(Referring expression data)
#####

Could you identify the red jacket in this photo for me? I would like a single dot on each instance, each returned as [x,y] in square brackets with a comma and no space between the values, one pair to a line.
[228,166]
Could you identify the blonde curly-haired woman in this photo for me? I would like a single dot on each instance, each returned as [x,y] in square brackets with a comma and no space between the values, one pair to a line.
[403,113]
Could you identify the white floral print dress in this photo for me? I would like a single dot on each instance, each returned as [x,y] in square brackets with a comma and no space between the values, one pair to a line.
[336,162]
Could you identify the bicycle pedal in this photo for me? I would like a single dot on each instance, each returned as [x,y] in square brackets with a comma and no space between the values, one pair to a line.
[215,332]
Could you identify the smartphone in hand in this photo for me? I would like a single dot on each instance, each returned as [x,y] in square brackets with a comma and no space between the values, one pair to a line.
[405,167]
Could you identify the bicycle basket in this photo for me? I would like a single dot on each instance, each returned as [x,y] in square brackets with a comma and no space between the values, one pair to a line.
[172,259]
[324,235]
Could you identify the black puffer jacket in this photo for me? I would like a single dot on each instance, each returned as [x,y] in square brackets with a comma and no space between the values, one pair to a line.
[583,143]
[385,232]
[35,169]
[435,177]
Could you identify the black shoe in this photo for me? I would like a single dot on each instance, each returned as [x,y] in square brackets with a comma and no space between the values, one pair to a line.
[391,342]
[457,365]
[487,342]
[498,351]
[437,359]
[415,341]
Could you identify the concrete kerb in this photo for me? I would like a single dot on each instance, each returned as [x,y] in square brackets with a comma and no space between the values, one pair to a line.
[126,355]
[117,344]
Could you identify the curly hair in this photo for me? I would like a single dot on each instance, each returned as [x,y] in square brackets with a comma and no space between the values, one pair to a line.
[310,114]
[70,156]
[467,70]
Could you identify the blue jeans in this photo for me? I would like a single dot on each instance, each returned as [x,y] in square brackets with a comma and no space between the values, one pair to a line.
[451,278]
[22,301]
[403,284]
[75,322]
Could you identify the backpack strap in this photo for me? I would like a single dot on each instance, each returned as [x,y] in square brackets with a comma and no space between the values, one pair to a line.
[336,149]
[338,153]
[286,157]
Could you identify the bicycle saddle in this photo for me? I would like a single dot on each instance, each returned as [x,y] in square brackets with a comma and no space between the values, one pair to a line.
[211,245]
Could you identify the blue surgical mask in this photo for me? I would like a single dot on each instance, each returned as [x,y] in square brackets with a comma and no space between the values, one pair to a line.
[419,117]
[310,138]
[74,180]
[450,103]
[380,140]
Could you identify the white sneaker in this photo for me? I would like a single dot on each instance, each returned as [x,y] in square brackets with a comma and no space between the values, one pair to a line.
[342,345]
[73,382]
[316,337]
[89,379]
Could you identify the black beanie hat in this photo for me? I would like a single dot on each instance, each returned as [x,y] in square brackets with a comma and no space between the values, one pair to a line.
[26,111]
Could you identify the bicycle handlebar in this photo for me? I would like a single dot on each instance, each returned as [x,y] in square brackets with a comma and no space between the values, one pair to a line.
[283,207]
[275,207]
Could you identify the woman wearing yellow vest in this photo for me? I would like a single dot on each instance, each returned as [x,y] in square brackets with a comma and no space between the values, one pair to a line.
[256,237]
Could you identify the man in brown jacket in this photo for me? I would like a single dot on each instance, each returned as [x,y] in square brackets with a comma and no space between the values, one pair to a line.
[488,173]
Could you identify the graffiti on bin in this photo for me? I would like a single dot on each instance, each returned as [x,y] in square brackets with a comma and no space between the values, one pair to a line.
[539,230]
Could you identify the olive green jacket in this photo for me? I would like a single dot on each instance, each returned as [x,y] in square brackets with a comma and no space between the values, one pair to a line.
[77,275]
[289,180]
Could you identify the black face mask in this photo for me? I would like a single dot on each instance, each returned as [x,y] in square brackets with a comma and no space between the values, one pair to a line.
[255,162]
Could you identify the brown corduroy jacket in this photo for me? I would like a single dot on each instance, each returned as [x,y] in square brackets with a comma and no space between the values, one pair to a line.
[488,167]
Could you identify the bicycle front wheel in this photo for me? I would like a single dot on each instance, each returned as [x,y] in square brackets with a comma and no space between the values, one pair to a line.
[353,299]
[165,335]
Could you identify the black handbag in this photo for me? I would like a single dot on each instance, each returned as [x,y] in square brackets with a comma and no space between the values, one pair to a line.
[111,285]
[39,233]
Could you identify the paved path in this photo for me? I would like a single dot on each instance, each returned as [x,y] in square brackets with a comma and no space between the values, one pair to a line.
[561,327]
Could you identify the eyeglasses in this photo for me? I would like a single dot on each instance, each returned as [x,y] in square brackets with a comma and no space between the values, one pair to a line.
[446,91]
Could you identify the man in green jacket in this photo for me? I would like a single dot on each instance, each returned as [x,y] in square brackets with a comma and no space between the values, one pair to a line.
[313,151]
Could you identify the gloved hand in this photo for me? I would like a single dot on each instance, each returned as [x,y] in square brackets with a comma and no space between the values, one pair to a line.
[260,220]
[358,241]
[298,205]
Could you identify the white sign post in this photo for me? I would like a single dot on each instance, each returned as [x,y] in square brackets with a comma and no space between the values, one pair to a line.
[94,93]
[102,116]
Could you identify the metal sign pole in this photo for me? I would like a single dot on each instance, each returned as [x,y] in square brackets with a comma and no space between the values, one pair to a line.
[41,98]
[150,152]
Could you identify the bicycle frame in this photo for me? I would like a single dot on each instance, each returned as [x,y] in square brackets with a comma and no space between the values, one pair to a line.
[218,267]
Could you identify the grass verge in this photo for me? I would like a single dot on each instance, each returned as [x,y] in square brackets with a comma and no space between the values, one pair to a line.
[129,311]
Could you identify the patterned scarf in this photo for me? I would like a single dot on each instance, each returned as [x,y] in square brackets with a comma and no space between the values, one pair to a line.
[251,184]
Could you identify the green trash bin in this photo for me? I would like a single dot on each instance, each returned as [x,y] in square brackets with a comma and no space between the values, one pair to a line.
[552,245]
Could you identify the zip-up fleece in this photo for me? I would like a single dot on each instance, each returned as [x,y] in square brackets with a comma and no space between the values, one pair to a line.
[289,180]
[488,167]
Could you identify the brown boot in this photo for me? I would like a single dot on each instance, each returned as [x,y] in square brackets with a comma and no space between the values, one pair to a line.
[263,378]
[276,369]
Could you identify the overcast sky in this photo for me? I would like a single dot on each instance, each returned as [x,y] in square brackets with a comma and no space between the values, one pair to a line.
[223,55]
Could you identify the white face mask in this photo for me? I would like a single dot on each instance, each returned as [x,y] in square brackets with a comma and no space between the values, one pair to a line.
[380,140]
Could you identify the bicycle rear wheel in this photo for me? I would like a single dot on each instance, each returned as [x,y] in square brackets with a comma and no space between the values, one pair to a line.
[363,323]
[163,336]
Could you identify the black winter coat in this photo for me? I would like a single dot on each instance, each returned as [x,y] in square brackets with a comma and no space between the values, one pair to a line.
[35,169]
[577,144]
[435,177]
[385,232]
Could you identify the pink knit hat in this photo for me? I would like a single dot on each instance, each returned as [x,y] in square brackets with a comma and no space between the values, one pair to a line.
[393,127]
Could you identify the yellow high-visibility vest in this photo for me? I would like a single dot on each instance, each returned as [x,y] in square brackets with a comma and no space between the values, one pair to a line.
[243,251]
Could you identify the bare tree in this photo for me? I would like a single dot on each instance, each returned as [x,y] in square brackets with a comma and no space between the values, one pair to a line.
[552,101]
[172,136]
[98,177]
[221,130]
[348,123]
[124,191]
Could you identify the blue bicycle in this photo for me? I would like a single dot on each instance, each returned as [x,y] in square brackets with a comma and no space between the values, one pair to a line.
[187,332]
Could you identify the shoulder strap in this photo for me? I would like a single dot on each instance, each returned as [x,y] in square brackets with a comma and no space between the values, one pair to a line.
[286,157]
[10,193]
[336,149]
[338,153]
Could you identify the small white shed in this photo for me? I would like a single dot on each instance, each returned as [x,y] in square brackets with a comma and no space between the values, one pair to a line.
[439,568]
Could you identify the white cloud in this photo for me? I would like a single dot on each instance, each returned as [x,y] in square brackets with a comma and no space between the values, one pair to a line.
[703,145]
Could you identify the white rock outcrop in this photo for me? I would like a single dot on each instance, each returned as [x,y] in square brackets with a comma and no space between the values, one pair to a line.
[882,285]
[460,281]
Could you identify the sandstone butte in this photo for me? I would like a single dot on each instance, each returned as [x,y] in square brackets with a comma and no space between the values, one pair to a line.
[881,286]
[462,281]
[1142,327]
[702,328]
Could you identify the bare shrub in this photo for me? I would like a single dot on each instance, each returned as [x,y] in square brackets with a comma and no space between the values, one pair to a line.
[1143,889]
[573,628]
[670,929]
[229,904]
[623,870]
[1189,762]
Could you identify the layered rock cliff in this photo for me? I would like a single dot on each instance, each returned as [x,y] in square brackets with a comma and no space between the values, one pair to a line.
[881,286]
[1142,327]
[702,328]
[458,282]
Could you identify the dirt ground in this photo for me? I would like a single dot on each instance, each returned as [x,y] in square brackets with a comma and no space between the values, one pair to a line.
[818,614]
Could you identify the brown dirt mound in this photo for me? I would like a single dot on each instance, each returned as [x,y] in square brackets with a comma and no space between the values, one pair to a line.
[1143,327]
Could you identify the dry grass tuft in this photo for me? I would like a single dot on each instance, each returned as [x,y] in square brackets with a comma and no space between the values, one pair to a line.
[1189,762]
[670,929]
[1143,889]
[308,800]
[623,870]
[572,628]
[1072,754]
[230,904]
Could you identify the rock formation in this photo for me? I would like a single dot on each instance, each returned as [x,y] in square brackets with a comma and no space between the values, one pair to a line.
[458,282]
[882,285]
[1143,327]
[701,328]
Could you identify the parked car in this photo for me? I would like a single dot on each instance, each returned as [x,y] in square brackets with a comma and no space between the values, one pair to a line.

#####

*ACTIVITY*
The "Could you identify the rock" line through the last line above: set these down exactly and add nothing else.

*SOLUTION*
Could you identify the rock formation in this photo for me? I would like a single dot on each instance, each returned as [x,y] in square brackets with a comma and no space between the values, one pair to a line.
[458,282]
[882,285]
[1143,327]
[701,328]
Could you identify the parked car in this photo for me? I would like a single dot on each instance, each returned as [x,y] in square brackets with a comma and no space between the values, one pair to a line.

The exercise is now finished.